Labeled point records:

============

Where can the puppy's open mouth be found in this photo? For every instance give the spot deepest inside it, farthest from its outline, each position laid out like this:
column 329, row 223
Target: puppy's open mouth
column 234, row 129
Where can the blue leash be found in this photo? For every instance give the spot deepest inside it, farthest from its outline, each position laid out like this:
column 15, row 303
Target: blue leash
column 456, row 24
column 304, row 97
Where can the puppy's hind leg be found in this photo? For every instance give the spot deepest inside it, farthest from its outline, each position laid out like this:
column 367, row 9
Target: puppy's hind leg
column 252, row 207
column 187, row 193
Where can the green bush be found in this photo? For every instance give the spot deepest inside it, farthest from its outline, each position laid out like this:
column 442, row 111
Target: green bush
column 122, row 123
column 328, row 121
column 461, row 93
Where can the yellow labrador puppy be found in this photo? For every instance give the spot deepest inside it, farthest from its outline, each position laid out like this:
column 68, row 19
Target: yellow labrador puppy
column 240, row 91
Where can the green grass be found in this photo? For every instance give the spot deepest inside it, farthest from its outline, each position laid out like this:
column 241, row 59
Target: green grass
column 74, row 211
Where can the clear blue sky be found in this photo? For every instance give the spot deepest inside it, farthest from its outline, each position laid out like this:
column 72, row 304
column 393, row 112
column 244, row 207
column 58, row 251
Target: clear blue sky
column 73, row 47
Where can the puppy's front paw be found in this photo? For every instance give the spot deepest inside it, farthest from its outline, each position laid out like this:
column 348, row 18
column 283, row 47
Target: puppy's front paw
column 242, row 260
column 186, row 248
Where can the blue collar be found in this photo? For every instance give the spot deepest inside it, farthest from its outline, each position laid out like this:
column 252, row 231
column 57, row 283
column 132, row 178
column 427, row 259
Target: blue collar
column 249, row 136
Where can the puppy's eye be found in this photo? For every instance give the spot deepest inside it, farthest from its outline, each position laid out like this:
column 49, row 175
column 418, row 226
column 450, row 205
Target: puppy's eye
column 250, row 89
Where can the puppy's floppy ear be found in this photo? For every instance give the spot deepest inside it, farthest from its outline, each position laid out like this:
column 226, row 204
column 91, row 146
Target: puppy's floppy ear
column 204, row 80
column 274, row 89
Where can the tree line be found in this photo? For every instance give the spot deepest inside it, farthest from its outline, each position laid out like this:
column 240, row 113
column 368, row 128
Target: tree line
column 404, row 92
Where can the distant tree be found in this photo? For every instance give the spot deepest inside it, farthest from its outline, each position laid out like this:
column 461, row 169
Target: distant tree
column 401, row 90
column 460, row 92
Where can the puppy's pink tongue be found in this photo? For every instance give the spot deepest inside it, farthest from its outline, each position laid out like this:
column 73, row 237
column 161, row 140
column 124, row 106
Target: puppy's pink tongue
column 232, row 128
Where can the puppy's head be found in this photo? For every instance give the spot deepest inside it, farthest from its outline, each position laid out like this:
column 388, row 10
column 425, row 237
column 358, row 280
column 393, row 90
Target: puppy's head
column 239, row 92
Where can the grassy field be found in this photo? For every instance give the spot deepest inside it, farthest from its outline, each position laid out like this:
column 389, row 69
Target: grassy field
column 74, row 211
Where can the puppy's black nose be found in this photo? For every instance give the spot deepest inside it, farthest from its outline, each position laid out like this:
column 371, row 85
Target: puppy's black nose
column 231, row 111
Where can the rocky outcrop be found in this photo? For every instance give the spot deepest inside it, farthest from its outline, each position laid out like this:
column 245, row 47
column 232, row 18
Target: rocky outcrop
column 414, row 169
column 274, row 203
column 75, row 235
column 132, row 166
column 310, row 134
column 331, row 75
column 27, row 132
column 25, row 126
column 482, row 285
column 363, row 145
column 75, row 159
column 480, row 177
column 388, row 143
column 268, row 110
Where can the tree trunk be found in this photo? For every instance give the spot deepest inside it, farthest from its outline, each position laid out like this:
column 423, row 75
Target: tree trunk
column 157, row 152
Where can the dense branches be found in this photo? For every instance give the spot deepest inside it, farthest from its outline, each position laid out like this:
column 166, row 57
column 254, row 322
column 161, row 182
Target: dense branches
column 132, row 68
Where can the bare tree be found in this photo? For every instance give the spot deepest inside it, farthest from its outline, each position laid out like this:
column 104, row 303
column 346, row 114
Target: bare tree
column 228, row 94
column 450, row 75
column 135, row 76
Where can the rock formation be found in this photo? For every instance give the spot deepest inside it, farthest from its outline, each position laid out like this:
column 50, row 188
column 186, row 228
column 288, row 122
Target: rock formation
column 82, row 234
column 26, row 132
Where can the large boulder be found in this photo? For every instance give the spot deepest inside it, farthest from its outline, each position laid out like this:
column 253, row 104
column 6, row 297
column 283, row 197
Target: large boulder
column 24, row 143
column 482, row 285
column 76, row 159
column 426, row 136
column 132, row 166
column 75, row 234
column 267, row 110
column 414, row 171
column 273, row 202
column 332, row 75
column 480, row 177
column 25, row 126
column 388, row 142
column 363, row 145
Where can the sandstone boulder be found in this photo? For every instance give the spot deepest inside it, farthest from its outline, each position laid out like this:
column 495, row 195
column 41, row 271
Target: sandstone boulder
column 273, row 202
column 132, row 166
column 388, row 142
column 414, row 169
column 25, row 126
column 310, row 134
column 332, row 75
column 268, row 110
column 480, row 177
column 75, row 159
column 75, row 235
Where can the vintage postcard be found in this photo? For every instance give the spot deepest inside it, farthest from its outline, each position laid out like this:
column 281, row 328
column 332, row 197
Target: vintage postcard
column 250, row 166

============

Convert every line of the listing above into a numbered list, omitting blank lines.

1. Where can the puppy's open mouth be found in this photo? For every instance give the spot deepest inside it, farthest from its outline, each position laid out like this:
2. column 329, row 223
3. Target: puppy's open mouth
4. column 234, row 129
5. Where can the blue leash be found in this photo? For every instance give the spot deepest inside it, farthest from its outline, each position laid out like this:
6. column 15, row 303
7. Target: blue leash
8. column 456, row 24
9. column 304, row 97
10. Where can the puppy's hind leg be found in this photo? For every instance give the spot deepest inside it, farthest from its outline, each position laid out like this:
11. column 367, row 9
12. Target: puppy's hind leg
13. column 252, row 207
14. column 187, row 193
15. Where can the green bush be found in this photo? For every instance give the spot deepest inside it, farthest from its outline, each position laid out like this:
16. column 442, row 111
17. Target: green bush
18. column 122, row 123
19. column 328, row 121
20. column 461, row 93
21. Where can the yellow labrador puppy be found in this photo? For every instance give the spot deepest inside it, farthest from its outline, each position laid out like this:
22. column 68, row 19
23. Target: yellow labrador puppy
24. column 240, row 91
25. Where can the green grass be found in this photo? For every instance give the spot deepest inside it, farthest from its outline, each position laid out like this:
26. column 241, row 59
27. Target: green grass
28. column 74, row 211
29. Where can the clear blue sky be found in this photo? For every instance give the spot deepest inside it, farthest from its outline, each position laid out like this:
30. column 72, row 304
31. column 393, row 112
32. column 244, row 207
33. column 58, row 251
34. Target: clear blue sky
35. column 73, row 47
36. Where can the puppy's front paw be found in this photo? For every instance give the spot deepest inside it, farthest from its outline, each position laid out like this:
37. column 348, row 18
38. column 283, row 47
39. Target: puppy's front paw
40. column 242, row 260
41. column 186, row 248
42. Where can the blue collar be found in this photo? For every instance give the spot deepest inside it, farthest from its outline, each position laid out like this:
43. column 252, row 231
44. column 57, row 283
45. column 132, row 178
46. column 427, row 259
47. Target: blue collar
48. column 249, row 136
49. Where can the puppy's eye be found in this photo? For every instance give the spot deepest inside it, farthest from its outline, each position laid out like this:
50. column 49, row 175
51. column 418, row 226
52. column 450, row 205
53. Target: puppy's eye
54. column 250, row 89
55. Where can the puppy's floppy ear be found in this photo? For every instance give the spot deepest inside it, farthest from its outline, each position laid out like this:
56. column 226, row 204
57. column 91, row 146
58. Target: puppy's floppy ear
59. column 204, row 80
60. column 274, row 89
61. Where can the tree line be found in this photo? For every instance give the spot deepest inside it, farthest from its outline, each position laid out like this:
62. column 240, row 113
63. column 368, row 128
64. Target: tree line
65. column 404, row 92
66. Where can the distant tree be found in this photo? For every instance give the spot deepest inside it, farthest from its outline, each position laid out like this:
67. column 461, row 169
68. Target: distant tree
69. column 401, row 90
70. column 460, row 92
71. Where can the puppy's pink tongue be found in this photo? For every instance give the spot deepest inside it, farthest from its outline, each position laid out like this:
72. column 73, row 237
73. column 161, row 140
74. column 124, row 106
75. Target: puppy's pink tongue
76. column 232, row 128
77. Where can the puppy's head be found in this photo? For every instance give the spot deepest inside it, farthest from its outline, each position laid out like this:
78. column 388, row 10
79. column 425, row 237
80. column 358, row 280
81. column 393, row 90
82. Target: puppy's head
83. column 239, row 92
84. Where can the grassy field be found in this photo? For every instance give the spot deepest inside it, farthest from its outline, each position laid out like this:
85. column 389, row 69
86. Target: grassy field
87. column 74, row 211
88. Where can the puppy's black nose be found in this photo? For every instance give the spot deepest inside it, farthest from its outline, each position laid out like this:
89. column 371, row 85
90. Target: puppy's black nose
91. column 231, row 111
92. Where can the rocky outcrop be found in this photo? For every instance give the spot deepest inside it, farthest from its outline, each position laid out like this:
93. column 245, row 47
94. column 232, row 18
95. Target: rocky outcrop
96. column 414, row 169
97. column 274, row 203
98. column 75, row 235
99. column 132, row 166
100. column 310, row 134
101. column 331, row 75
102. column 27, row 132
103. column 25, row 126
104. column 482, row 285
105. column 363, row 145
106. column 75, row 159
107. column 480, row 177
108. column 388, row 143
109. column 268, row 110
110. Where can the tree trunk be found in this photo? For every instance give the spot deepest inside it, farthest from its outline, each position laid out like this:
111. column 423, row 75
112. Target: tree trunk
113. column 157, row 152
114. Where can the dense branches be found in this photo? For every instance give the spot deepest inside it, farthest from its outline, each position laid out like this:
115. column 166, row 57
116. column 254, row 322
117. column 161, row 182
118. Target: dense branches
119. column 132, row 68
120. Where can the bare tree be found in this photo? For every instance give the spot deepest inside it, farthest from its outline, each position laid out like this:
121. column 104, row 303
122. column 346, row 114
123. Target: bare tree
124. column 228, row 94
125. column 450, row 75
126. column 135, row 76
127. Where can the rock formation be found in this photo? For every instance give the spot deepest inside it, farthest from its outline, each position laid out like this:
128. column 50, row 188
129. column 186, row 228
130. column 288, row 122
131. Target: rock formation
132. column 82, row 234
133. column 26, row 132
134. Where can the large boulder be found in this photo? For every instance give the spot deepest inside it, farthest from its outline, each position laid out like this:
135. column 253, row 104
136. column 6, row 297
137. column 283, row 197
138. Target: large boulder
139. column 24, row 143
140. column 482, row 285
141. column 76, row 159
142. column 426, row 136
143. column 132, row 166
144. column 75, row 234
145. column 267, row 110
146. column 414, row 171
147. column 273, row 202
148. column 332, row 75
149. column 480, row 177
150. column 25, row 126
151. column 388, row 142
152. column 363, row 145
153. Where can the sandstone boulder be found in this photo? For every instance give the spot deepest inside it, farthest from its outline, each position laid out like this:
154. column 495, row 195
155. column 41, row 271
156. Target: sandstone boulder
157. column 273, row 202
158. column 132, row 166
159. column 388, row 142
160. column 414, row 169
161. column 25, row 126
162. column 310, row 134
163. column 332, row 75
164. column 268, row 110
165. column 480, row 177
166. column 75, row 159
167. column 75, row 235
168. Where can the vintage postcard be found in this photo? For every instance give the spot deepest inside it, farthest from its outline, each position laid out like this:
169. column 281, row 328
170. column 332, row 197
171. Target: vintage postcard
172. column 250, row 166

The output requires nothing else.